**Work to complete:** All of the data below is to be copied exactly.

**Dataset:**
----------------------------------------

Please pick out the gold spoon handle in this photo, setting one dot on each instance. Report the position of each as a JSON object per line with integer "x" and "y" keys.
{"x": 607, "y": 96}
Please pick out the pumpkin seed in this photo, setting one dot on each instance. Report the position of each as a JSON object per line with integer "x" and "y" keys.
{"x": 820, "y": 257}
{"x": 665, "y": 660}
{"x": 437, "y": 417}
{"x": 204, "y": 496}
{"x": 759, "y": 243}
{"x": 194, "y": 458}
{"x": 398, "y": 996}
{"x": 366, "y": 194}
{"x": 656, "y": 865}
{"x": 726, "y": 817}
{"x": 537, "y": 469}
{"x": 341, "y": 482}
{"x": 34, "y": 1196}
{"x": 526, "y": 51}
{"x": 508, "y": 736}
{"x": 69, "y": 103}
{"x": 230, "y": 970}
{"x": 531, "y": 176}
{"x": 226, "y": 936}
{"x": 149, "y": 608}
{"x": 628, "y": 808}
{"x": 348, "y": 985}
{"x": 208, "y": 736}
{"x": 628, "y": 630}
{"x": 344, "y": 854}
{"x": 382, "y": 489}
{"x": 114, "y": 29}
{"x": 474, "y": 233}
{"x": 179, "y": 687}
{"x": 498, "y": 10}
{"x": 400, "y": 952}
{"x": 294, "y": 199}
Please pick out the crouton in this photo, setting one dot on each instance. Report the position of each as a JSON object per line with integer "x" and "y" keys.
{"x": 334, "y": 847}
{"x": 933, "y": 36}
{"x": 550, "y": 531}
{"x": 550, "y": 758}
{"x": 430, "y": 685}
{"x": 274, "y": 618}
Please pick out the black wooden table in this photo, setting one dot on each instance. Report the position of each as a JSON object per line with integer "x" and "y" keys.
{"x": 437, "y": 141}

----------------------------------------

**Task answer:**
Please pick out the gold spoon handle in this photo, setting one dot on each instance. Report the position of each as a JSON object per line with integer "x" and "y" keys.
{"x": 607, "y": 96}
Please pick out the pumpkin seed in this photo, setting one dot on each instance. Report the position of each as a JSON object per line with integer "x" and "y" keys.
{"x": 820, "y": 257}
{"x": 665, "y": 660}
{"x": 437, "y": 417}
{"x": 204, "y": 496}
{"x": 759, "y": 243}
{"x": 194, "y": 458}
{"x": 398, "y": 996}
{"x": 366, "y": 194}
{"x": 656, "y": 865}
{"x": 726, "y": 817}
{"x": 537, "y": 469}
{"x": 341, "y": 482}
{"x": 34, "y": 1196}
{"x": 526, "y": 51}
{"x": 508, "y": 736}
{"x": 69, "y": 103}
{"x": 230, "y": 970}
{"x": 531, "y": 176}
{"x": 226, "y": 936}
{"x": 149, "y": 608}
{"x": 628, "y": 808}
{"x": 348, "y": 985}
{"x": 208, "y": 736}
{"x": 628, "y": 630}
{"x": 344, "y": 854}
{"x": 382, "y": 489}
{"x": 114, "y": 29}
{"x": 474, "y": 233}
{"x": 179, "y": 687}
{"x": 498, "y": 10}
{"x": 400, "y": 952}
{"x": 294, "y": 199}
Please pick out the crouton in this photo, setting one dot on each instance. Report the position of each as a JSON object per line with integer "x" and "y" keys.
{"x": 334, "y": 847}
{"x": 933, "y": 36}
{"x": 550, "y": 531}
{"x": 550, "y": 758}
{"x": 430, "y": 685}
{"x": 274, "y": 618}
Please pick out the black wooden table in this photo, setting one dot on each instance. Report the position of each as a JSON object per line with integer "x" and "y" keys.
{"x": 437, "y": 141}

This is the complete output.